> _Qué hacer_
Transcribe sin cambios las líneas del material comprendidas entre la que contiene "Each instance of the beige wall" y la que contiene "[[782, 728]]", ambas incluidas.

> _Material proporcionado_

>>

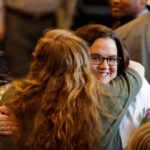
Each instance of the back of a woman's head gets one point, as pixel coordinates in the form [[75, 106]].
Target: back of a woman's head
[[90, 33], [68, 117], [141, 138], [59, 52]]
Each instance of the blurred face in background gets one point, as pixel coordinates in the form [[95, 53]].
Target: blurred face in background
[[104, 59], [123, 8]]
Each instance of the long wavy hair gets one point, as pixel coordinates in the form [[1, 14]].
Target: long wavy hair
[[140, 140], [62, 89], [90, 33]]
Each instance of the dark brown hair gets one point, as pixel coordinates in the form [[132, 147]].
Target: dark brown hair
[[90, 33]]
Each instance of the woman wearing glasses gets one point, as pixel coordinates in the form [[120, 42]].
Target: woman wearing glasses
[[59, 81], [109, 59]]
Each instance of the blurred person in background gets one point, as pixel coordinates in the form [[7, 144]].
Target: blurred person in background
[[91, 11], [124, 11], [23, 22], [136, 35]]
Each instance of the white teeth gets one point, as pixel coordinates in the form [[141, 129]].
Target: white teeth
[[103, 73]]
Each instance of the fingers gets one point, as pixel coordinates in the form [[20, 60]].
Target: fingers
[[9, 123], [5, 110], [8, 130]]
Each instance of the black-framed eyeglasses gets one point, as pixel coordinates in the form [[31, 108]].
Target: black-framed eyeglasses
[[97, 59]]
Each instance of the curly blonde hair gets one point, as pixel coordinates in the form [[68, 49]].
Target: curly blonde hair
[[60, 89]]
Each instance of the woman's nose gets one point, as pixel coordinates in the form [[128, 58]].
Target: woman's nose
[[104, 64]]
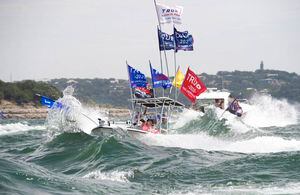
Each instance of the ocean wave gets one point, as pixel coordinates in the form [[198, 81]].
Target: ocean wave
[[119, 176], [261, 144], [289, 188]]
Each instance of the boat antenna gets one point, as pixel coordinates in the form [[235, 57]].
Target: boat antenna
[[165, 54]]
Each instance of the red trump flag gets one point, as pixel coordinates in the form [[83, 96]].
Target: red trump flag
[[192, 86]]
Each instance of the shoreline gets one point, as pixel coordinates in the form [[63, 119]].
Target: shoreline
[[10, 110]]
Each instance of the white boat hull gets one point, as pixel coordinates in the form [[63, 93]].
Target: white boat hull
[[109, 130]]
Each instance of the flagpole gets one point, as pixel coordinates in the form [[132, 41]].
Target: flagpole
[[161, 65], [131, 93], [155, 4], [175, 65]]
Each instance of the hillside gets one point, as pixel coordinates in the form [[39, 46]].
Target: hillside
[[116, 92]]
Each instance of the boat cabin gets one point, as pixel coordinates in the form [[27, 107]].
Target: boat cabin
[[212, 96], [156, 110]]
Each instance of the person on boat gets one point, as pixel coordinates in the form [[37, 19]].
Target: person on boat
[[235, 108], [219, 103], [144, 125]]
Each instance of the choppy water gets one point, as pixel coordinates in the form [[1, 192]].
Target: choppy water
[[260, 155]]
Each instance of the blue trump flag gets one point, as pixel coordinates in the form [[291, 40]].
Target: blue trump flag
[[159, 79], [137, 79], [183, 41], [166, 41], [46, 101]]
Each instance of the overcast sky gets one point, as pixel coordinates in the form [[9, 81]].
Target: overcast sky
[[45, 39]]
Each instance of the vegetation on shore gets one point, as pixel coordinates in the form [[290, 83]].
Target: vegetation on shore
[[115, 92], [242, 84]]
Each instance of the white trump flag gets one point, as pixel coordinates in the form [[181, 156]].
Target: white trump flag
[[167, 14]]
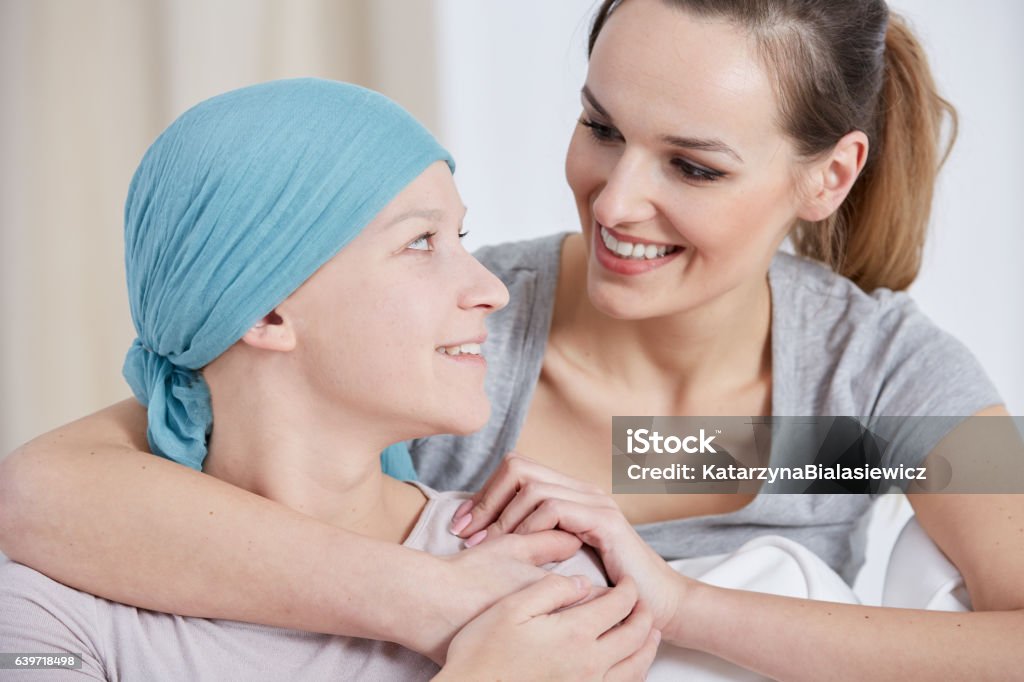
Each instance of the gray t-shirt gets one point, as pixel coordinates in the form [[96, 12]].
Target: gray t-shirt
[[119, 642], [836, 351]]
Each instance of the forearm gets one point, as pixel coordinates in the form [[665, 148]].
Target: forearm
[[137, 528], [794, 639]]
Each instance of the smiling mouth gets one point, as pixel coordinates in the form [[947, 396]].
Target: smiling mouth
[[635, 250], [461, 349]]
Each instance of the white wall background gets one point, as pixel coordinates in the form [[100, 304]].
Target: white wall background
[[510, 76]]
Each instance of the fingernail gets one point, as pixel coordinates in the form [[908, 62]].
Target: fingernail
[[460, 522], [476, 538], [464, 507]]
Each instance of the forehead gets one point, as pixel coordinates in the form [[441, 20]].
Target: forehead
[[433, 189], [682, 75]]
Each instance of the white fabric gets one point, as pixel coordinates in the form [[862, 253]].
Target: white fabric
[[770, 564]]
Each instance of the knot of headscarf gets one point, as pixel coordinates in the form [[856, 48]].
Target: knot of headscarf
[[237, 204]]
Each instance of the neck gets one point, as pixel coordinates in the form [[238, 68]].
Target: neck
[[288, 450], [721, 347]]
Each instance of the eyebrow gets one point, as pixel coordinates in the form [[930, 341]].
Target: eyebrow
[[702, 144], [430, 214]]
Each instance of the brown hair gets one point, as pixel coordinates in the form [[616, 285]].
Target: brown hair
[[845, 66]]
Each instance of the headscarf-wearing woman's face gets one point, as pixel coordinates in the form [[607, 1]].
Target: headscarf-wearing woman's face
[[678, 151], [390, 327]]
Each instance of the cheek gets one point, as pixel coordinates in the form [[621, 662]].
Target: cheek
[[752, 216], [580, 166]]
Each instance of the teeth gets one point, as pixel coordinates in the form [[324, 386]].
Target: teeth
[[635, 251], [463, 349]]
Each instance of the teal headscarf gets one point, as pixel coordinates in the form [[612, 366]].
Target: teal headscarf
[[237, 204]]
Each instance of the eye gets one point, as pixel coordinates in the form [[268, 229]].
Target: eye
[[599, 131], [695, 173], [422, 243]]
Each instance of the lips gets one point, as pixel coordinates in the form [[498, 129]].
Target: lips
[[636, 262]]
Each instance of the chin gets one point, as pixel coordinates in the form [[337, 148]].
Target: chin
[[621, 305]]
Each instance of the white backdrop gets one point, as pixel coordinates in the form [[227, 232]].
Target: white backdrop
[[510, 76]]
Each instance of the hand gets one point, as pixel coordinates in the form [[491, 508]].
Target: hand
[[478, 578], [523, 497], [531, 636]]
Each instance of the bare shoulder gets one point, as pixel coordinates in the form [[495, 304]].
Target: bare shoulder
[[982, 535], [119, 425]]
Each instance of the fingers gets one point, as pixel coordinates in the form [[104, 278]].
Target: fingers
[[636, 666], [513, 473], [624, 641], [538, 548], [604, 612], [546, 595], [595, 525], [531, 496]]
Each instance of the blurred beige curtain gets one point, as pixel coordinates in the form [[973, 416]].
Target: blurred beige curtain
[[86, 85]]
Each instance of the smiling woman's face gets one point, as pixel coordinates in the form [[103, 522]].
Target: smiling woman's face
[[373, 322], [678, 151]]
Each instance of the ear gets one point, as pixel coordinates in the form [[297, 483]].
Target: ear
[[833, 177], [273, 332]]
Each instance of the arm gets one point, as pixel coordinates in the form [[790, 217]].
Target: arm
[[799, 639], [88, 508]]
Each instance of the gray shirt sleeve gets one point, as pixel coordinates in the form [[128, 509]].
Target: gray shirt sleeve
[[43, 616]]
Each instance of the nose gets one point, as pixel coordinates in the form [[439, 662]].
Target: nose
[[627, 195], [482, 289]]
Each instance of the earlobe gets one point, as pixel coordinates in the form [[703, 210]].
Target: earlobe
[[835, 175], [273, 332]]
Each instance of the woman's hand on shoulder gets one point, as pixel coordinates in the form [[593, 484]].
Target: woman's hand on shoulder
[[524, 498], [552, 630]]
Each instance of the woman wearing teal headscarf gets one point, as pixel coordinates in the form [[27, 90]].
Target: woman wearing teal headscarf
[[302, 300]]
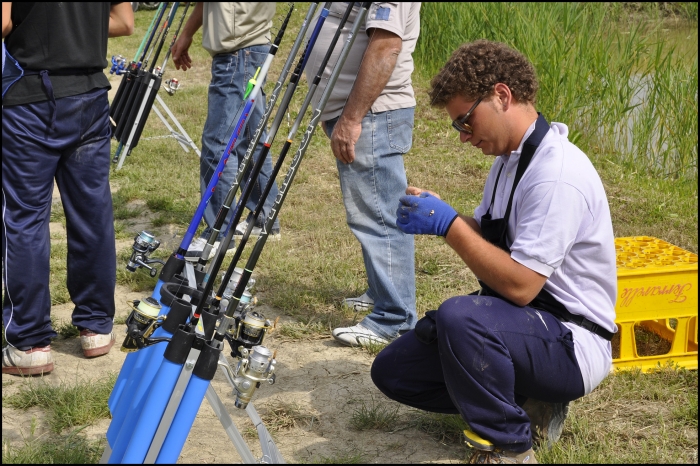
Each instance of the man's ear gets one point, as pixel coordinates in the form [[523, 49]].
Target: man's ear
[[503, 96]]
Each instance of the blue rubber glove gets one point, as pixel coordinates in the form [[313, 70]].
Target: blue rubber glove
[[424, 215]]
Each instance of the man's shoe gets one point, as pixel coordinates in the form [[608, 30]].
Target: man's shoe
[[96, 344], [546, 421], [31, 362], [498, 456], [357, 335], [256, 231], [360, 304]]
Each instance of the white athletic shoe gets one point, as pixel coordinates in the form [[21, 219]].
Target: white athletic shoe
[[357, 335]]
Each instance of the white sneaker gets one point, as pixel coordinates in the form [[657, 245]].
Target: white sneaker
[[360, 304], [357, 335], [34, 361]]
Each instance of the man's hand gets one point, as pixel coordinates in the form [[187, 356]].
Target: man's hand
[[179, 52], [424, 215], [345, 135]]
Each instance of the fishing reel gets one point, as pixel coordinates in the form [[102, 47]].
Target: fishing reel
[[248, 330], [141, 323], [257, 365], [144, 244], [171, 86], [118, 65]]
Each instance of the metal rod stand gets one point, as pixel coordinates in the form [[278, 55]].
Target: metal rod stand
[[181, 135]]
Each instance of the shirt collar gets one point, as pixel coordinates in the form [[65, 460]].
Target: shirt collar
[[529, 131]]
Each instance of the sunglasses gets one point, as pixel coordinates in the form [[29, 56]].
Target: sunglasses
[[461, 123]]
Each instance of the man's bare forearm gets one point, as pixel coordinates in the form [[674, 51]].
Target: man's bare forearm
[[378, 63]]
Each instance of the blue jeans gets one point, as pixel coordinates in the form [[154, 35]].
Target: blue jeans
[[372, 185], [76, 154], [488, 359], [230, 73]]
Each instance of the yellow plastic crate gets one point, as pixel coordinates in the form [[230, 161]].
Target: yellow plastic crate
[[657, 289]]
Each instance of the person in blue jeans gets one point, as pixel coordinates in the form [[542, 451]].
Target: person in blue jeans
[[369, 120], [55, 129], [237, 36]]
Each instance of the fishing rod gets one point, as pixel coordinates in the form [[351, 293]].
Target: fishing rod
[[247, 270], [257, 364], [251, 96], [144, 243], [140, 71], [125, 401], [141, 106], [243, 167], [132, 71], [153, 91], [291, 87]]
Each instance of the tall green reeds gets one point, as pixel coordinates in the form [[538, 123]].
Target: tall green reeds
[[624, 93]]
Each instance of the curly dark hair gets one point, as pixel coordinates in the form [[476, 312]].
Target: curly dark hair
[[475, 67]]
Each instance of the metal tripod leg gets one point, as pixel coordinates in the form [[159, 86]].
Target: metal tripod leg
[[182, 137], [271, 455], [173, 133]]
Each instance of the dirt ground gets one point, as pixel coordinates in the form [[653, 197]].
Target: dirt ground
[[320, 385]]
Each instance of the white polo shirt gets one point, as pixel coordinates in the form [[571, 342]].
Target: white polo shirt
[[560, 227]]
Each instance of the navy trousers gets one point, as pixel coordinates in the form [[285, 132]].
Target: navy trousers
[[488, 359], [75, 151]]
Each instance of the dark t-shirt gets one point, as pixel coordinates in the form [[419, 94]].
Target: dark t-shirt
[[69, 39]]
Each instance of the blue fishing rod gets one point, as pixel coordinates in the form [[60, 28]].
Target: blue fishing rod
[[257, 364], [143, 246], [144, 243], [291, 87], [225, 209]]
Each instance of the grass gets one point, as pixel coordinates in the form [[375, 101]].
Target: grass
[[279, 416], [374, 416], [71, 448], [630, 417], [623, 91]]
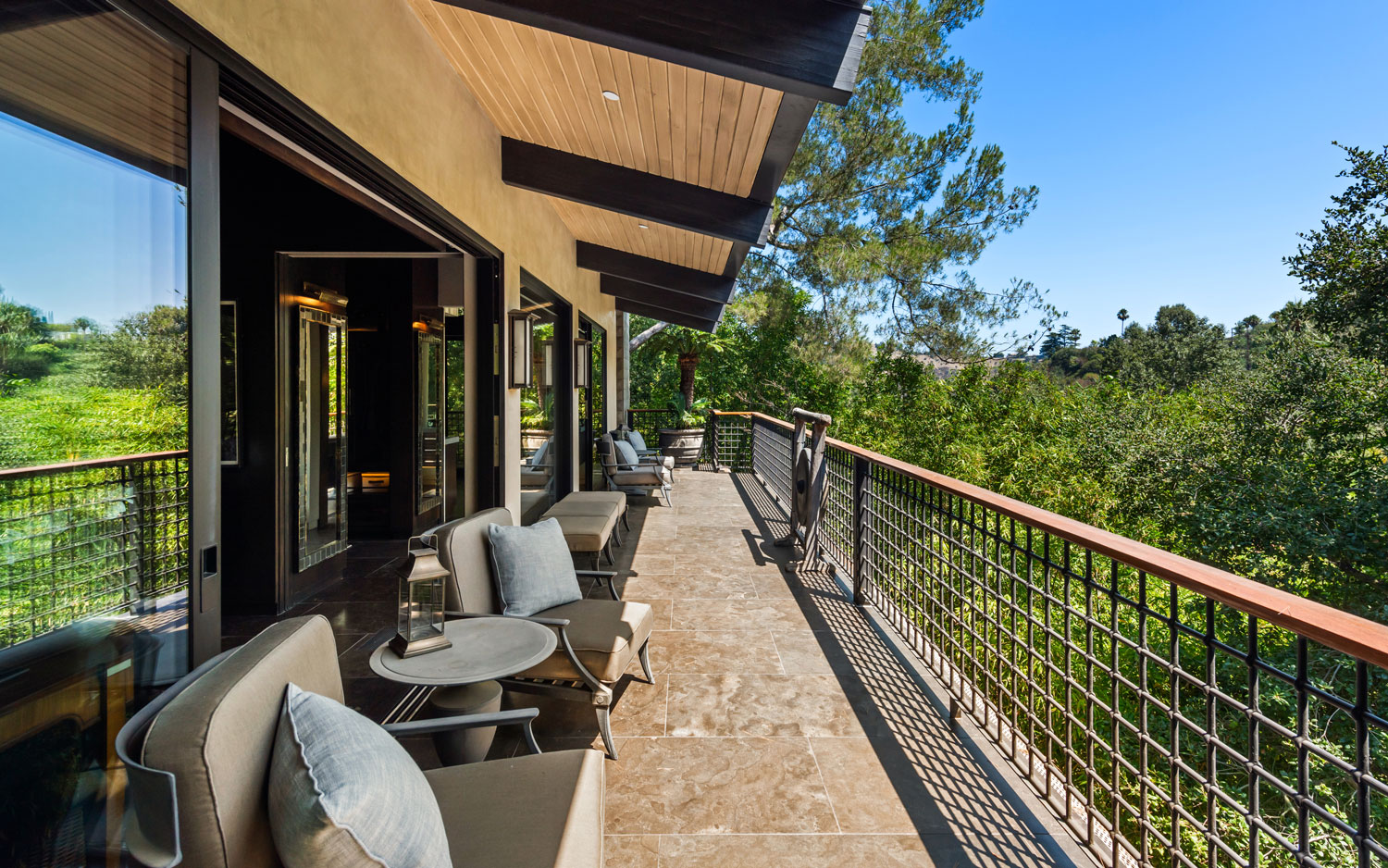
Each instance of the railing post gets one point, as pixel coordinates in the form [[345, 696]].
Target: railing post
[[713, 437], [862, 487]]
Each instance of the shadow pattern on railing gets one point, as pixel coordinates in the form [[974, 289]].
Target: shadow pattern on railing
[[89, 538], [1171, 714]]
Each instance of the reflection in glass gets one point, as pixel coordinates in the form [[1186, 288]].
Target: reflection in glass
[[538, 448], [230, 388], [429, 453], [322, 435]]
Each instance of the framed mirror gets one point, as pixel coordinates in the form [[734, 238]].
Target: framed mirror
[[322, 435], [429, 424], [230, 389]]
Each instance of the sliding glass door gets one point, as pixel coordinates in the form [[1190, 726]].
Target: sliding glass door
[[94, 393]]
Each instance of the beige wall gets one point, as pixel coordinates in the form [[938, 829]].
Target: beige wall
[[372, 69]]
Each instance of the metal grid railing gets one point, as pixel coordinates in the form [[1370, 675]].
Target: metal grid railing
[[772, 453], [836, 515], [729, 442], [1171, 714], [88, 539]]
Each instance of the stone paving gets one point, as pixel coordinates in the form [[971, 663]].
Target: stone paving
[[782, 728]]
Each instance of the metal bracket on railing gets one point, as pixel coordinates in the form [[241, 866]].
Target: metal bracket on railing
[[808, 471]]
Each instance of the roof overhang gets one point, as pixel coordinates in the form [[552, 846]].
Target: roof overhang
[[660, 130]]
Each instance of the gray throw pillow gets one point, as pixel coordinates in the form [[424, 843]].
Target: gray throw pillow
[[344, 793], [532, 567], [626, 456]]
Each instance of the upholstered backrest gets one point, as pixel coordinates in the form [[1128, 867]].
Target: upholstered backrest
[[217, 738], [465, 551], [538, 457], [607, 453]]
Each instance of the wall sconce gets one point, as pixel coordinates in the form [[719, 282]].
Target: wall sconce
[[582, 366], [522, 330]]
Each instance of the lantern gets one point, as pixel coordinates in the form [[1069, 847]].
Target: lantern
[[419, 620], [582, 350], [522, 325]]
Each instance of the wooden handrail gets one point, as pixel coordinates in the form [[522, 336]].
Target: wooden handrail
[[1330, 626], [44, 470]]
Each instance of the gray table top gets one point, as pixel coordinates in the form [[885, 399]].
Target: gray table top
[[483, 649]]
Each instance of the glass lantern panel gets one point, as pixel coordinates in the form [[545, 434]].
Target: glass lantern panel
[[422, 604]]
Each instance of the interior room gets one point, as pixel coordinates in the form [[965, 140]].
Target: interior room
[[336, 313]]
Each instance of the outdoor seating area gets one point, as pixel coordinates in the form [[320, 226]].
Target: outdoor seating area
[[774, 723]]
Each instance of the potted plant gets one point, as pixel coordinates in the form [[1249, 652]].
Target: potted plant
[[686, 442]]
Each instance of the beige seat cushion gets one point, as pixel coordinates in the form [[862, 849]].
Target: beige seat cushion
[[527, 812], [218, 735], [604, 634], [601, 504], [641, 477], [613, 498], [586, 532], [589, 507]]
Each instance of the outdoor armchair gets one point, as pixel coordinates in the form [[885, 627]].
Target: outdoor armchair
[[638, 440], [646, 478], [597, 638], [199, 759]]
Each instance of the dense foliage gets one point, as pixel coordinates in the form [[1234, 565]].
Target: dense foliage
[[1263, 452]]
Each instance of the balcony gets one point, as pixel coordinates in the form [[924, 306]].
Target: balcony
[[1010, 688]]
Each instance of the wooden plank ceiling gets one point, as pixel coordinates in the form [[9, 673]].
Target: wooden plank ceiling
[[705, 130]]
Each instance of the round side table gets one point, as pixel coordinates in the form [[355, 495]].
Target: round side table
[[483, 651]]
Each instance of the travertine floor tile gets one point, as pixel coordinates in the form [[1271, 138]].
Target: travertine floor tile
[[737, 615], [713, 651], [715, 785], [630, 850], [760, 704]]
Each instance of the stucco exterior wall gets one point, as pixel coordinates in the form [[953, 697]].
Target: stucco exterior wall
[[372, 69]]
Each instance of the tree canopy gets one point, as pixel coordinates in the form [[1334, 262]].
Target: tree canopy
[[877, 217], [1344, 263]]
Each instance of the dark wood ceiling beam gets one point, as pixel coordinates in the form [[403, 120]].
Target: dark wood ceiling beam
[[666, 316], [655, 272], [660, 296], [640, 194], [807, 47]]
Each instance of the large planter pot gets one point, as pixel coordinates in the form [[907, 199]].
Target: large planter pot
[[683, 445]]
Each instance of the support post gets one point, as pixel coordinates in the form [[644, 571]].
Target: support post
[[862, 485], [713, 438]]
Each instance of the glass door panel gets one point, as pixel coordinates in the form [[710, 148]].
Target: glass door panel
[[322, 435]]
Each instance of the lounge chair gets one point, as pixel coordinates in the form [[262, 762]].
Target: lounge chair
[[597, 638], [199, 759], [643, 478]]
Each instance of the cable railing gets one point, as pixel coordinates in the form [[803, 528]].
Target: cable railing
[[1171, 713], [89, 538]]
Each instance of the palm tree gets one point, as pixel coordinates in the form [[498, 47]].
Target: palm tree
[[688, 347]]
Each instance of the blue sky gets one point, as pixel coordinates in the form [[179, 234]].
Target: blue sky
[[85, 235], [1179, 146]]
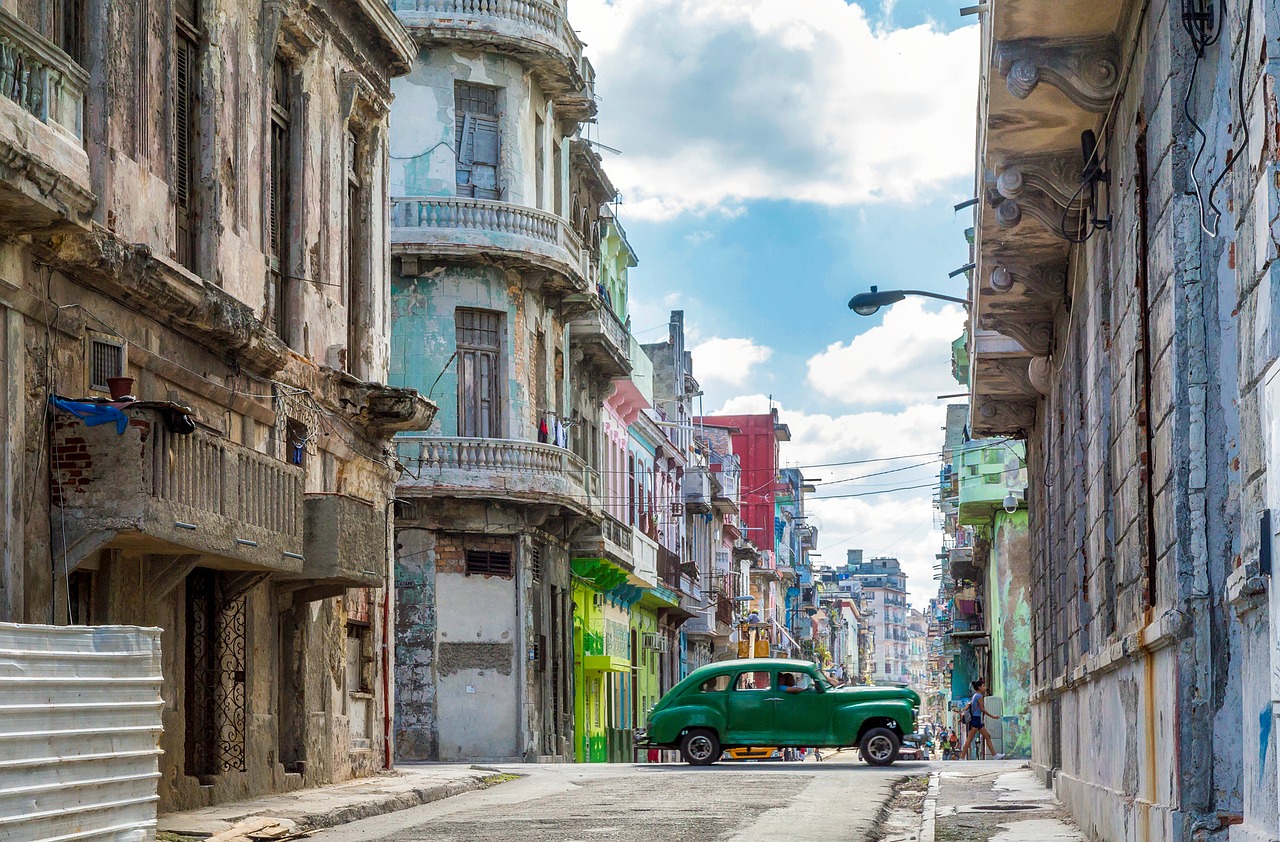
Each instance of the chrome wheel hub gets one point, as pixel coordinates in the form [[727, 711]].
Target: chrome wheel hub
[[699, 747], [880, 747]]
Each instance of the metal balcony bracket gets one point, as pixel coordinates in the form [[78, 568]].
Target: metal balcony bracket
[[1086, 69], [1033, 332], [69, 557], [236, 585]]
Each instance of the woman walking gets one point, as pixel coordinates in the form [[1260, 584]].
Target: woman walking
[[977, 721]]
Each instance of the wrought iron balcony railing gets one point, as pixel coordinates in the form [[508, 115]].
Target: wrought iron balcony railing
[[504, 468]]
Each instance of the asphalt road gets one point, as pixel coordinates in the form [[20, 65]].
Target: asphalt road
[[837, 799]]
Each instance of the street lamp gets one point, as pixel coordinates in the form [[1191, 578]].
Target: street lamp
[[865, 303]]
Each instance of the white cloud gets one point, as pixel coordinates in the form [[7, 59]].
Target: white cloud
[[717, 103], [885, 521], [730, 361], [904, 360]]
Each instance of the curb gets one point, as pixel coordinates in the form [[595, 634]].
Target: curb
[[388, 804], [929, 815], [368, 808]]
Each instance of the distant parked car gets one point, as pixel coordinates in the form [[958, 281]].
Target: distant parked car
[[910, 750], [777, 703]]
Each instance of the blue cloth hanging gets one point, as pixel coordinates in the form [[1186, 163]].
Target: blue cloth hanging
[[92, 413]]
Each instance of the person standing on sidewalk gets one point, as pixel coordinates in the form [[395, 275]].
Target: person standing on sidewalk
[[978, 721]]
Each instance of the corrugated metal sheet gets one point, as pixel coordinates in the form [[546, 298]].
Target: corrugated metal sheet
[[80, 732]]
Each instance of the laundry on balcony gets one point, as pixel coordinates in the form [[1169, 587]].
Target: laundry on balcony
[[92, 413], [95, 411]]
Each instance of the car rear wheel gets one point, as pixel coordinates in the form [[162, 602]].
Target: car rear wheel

<<

> _Tarea resuelta_
Each instance of the beige wall gets one point, as pixel coordinates in the form [[938, 829]].
Target: beige wall
[[372, 69]]
Each instance of the metal grid railing gets one point, as pixel coordinates in the form [[1370, 675]].
Target: metal grid railing
[[772, 453], [836, 515], [729, 442], [1171, 714], [88, 539]]
Each instance of the stone paving gets one point, as pixel coordinates in the form [[971, 663]].
Target: stone paving
[[782, 728]]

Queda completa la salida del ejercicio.